=== Set task ===
Copy each entry as it stands, leaving nothing out.

** BEGIN Input records **

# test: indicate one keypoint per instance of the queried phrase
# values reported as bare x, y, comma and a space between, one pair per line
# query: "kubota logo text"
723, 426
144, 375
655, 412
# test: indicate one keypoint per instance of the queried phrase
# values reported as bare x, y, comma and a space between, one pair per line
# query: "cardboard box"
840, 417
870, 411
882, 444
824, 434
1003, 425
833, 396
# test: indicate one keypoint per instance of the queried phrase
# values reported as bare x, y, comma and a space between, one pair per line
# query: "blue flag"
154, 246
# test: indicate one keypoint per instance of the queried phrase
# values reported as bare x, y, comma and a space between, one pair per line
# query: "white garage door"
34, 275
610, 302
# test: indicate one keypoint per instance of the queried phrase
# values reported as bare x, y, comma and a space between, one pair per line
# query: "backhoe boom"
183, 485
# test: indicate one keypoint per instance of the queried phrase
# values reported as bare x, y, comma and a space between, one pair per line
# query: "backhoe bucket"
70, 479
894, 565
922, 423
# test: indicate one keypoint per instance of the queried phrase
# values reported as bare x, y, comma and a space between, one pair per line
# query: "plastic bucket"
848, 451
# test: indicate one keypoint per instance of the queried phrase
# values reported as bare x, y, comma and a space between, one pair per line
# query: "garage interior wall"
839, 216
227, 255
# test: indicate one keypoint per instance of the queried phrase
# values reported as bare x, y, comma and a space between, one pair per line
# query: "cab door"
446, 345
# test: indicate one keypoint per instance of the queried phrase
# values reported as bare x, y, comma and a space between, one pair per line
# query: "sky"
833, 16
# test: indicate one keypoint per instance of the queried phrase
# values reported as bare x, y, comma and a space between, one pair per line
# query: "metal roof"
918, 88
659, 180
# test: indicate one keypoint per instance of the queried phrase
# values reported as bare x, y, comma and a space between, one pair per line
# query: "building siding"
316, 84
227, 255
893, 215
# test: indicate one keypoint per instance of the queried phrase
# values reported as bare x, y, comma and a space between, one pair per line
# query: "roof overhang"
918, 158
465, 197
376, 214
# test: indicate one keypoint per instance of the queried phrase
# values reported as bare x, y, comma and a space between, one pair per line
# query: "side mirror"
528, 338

** END Input records **

=== Full response ===
# test: indicate one keypoint per instance of the queried phrase
# values reported as bare x, y, comma and a space between, one pair per line
# query: "kubota logo text"
723, 426
144, 375
655, 412
# test: indicate one keypoint per instance of the queried phrase
# values reported as bare x, y, comma and a space between, one pair per line
# query: "cardboard box"
840, 417
870, 411
882, 444
824, 434
1003, 425
833, 396
# test: indicate one keypoint per instance of the queried phrase
# values reported as bare x, y, comma and a space between, one pair per line
# query: "blue flag"
154, 246
# test: indicate one keypoint per instance of the queried phrase
# values reported as bare x, y, comma and a space between, one pair per line
# query: "white garage door"
34, 275
610, 302
# test: indicate one keypoint per instance of the queried phrase
# values reported as bare x, y, comma and a space between, one pair per line
# query: "backhoe boom"
183, 485
# test: indicate one keypoint per instance of the queried phrase
# values reported as bare x, y, comma and a space between, one pair per line
# query: "backhoe bucket"
70, 479
894, 565
922, 423
# test: indicate one keypoint per instance of the queried phrase
# values reported as bare x, y, comma and a space between, one pair per line
# query: "plastic bucket"
848, 451
# test: indicate one keypoint per instance of the queried phrase
# values reported as bare x, y, comma and a space between, one pair per line
# query: "garage interior wall"
839, 216
227, 255
# test: indicate one keypoint per instance of the queried phrase
# values reported as bare x, y, comma and a space between, one pair per line
# query: "cab door"
446, 345
# test: indicate one keypoint per instance of the queried phrase
# values reported as bare x, y, comma and a space between, one pair per line
# query: "sky"
833, 16
# test: indicate one keypoint per instance of the queried phrase
# values reported as bare x, y, comma and a space between, one pair per line
# query: "metal roof"
918, 88
659, 180
# test: indicate one keypoint per instance of the queried phrase
# values reported as bare x, y, comma and a space between, one pair per line
# query: "building siding"
316, 84
227, 255
893, 215
# test: indicate one keypoint per instance of the queried phrase
# values reported as bare x, y, comma and a space between, one pair per line
# query: "roof overhang"
918, 158
465, 197
376, 214
# test: indicate one keypoint per instance of the queried phrase
# values reported as bare x, y, comma and a space between, one pair per line
# query: "side mirror"
528, 338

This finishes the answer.